Exercise instructions
Rewrite everything from the line containing "Reviewer note: verify that every instance of the eyebrow" down to the end of the records below as a JSON list of strings, one string per line, leaving out blank lines.
**** Excerpted records ****
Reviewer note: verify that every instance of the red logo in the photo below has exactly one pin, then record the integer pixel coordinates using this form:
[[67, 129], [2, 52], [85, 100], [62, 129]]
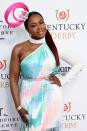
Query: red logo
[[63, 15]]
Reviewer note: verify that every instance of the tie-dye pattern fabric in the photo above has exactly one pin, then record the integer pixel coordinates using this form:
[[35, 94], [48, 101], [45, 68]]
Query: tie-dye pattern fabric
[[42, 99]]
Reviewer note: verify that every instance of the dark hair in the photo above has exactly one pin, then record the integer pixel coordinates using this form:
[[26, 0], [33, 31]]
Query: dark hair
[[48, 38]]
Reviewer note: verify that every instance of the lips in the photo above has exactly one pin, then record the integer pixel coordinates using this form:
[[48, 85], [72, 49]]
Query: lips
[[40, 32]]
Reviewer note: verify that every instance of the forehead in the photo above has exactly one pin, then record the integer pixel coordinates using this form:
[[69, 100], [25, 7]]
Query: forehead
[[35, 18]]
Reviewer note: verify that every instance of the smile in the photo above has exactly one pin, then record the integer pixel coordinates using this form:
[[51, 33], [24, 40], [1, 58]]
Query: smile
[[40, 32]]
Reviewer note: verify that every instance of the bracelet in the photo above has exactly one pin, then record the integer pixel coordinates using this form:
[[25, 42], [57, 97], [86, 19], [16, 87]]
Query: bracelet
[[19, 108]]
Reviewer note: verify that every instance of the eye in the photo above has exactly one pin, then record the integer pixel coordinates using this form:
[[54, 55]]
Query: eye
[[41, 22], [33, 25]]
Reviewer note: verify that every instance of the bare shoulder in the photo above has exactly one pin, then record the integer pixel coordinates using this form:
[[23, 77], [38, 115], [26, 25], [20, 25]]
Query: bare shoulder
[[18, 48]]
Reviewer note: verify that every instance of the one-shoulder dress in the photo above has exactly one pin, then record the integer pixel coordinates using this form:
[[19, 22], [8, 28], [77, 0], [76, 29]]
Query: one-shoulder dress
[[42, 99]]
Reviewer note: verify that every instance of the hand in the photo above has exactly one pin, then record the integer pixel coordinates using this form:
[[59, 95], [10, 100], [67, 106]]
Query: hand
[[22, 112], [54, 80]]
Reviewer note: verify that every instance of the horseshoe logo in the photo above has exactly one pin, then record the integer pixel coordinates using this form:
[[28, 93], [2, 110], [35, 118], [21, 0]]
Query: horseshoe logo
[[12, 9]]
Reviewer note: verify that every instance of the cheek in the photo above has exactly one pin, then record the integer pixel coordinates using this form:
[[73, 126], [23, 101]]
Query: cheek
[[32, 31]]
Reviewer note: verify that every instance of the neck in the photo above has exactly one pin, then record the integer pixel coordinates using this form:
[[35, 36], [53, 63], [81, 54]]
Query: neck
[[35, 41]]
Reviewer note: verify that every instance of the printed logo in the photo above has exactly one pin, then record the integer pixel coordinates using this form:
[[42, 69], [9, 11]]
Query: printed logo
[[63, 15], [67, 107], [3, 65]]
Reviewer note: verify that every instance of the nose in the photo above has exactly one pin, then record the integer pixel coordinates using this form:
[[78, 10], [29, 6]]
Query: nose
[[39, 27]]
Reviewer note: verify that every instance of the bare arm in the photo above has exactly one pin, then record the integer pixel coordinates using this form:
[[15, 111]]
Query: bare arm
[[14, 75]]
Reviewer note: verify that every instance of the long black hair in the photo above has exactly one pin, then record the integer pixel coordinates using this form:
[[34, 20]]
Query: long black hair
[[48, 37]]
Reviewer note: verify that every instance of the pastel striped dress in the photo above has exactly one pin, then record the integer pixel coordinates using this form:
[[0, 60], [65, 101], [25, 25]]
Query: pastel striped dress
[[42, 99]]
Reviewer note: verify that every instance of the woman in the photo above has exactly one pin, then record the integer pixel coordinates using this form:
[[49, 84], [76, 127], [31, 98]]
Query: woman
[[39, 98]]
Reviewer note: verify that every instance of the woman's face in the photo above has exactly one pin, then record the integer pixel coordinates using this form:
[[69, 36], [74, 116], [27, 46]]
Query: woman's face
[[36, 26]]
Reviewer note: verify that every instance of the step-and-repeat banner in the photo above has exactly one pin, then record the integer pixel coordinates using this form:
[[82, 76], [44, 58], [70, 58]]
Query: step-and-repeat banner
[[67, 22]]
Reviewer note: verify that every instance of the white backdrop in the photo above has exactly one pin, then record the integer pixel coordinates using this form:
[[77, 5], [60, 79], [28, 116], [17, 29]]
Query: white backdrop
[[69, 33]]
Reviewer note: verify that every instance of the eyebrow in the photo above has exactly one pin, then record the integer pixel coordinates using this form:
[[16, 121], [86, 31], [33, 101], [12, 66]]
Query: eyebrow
****
The completed task
[
  "Reviewer note: verify that every instance of the eyebrow in the photo above has exactly one pin, then record the integer pixel coordinates using this form:",
  "[[16, 121], [86, 31], [33, 101], [12, 66]]",
  "Query: eyebrow"
]